◆ **Source document**
City Councilwoman Maria del Carmen Arroyo, left, signs up for an IDNYC card at Lincoln Hospital's enrollment center.
City Councilwoman Maria del Carmen Arroyo, left, signs up for an ID card at Lincoln Hospital’s IDNYC enrollment center.

More than 40,000 have enrolled at two local sites since April

Mott Haven is at the heart of the city’s efforts to ease immigrants’ access to health care and other government services through the use of new ID cards.

At a press conference outside Lincoln Medical Center on August 27 to publicize Mayor Bill de Blasio’s initiative to provide ID cards for undocumented New Yorkers, city agencies and elected officials said more than 30,000 have signed up for the IDNYC program since the enrollment center opened at the hospital in April.

Two of the Bronx’s three permanent sites where immigrants can enroll to receive the card are in Mott Haven, including Lincoln. Centers have also been established at the employment office at 3030 Third Ave. at 156th Street in Melrose and the Bronx Library Center in Kingsbridge.

◆ **Provided material**

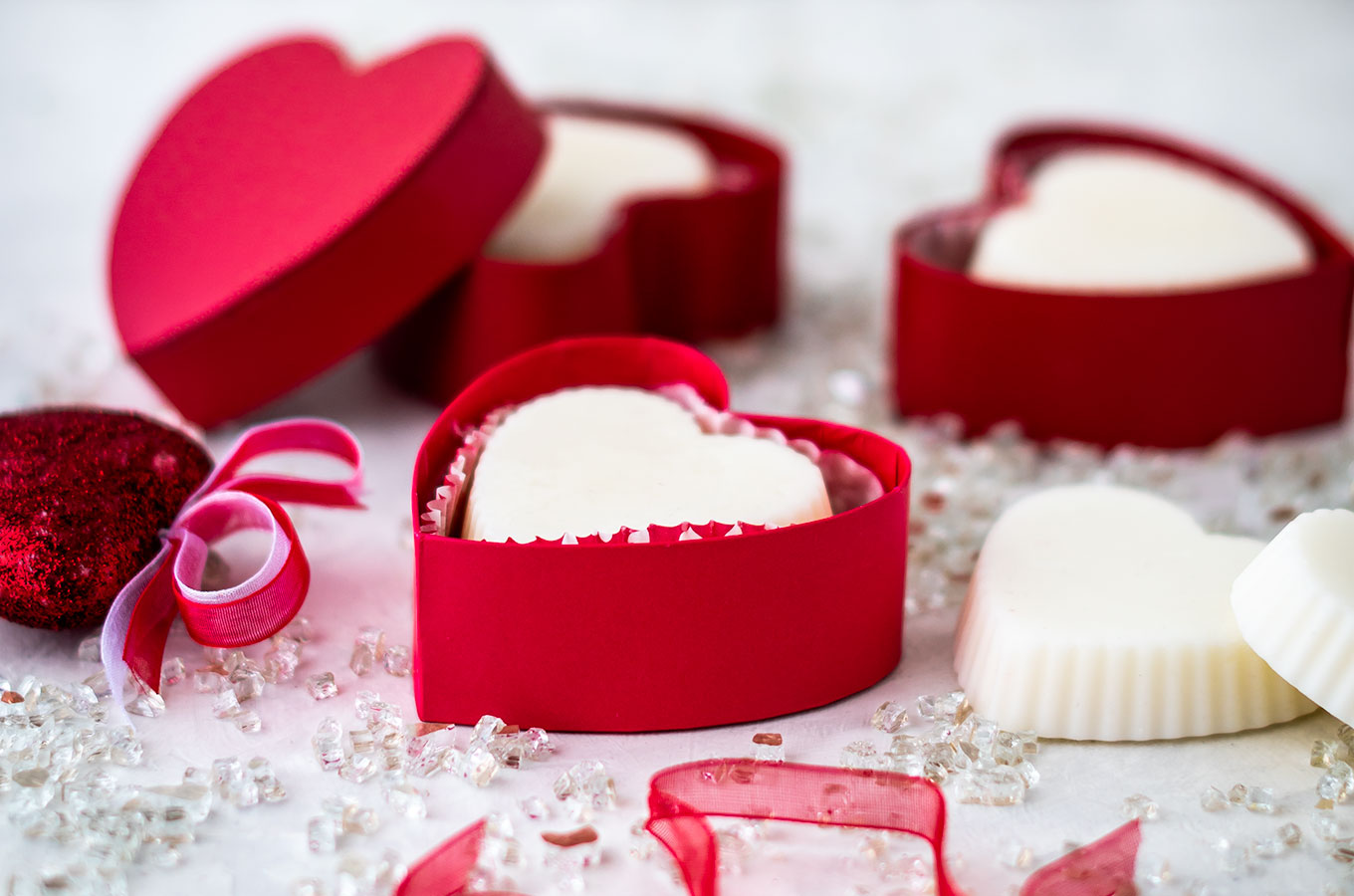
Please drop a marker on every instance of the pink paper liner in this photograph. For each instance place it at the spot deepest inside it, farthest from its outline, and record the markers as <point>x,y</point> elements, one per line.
<point>849,485</point>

◆ **Requirement 1**
Decide whether each statement agrees with the article on IDNYC enrollment in Mott Haven. Answer yes or no for each, quoting the words of the article that settle it.
(a) The press conference took place outside Lincoln Medical Center on August 27.
(b) The enrollment center at the hospital opened in June.
(c) The Bronx Library Center is located in Kingsbridge.
◆ **Requirement 2**
Continue the article on IDNYC enrollment in Mott Haven, starting after its final sentence.

◆ **Answer section 1**
(a) Yes: "At a press conference outside Lincoln Medical Center on August 27"
(b) No: "since the enrollment center opened at the hospital in April"
(c) Yes: "the Bronx Library Center in Kingsbridge"

◆ **Answer section 2**
“When it comes to health care, there are too many disparities,” said Ram Raju, president of the city’s Health and Hospitals Corporation. “It makes a lot of sense to have this program at Lincoln Hospital.” Raju added, however, that although ID cards add convenience and access, the city’s public health system mandates hospitals see every patient, with or without a card.

“We don’t throw anybody away,” he said.

More than 500,000 have enrolled in the program citywide, according to the Mayor’s Office of Immigrant Affairs. More than 10,000 have been served at the Third Ave. site and 19,000 at the library.

In addition to the borough’s three permanent enrollment centers, the city has launched pop-up centers in areas that are harder to reach. For a full listing of IDNYC centers across the city, click on:

Officials say Mott Haven was selected as a key area for the program earlier this year because of its convenience as a transportation hub and due to the large number of undocumented immigrants.

“This area has a huge amount of demand,” said Nisha Agarwal, commissioner of the immigrant affairs office, after the press conference. “Hopefully, we’re meeting that demand.”

In addition to its function as an ID card for immigrants who lack other documentation, the card can be used by all New Yorkers to obtain discounts on prescription medications at city drug stores and for fitness center memberships, and to apply for health insurance through the state’s Health Marketplace, along with other perks.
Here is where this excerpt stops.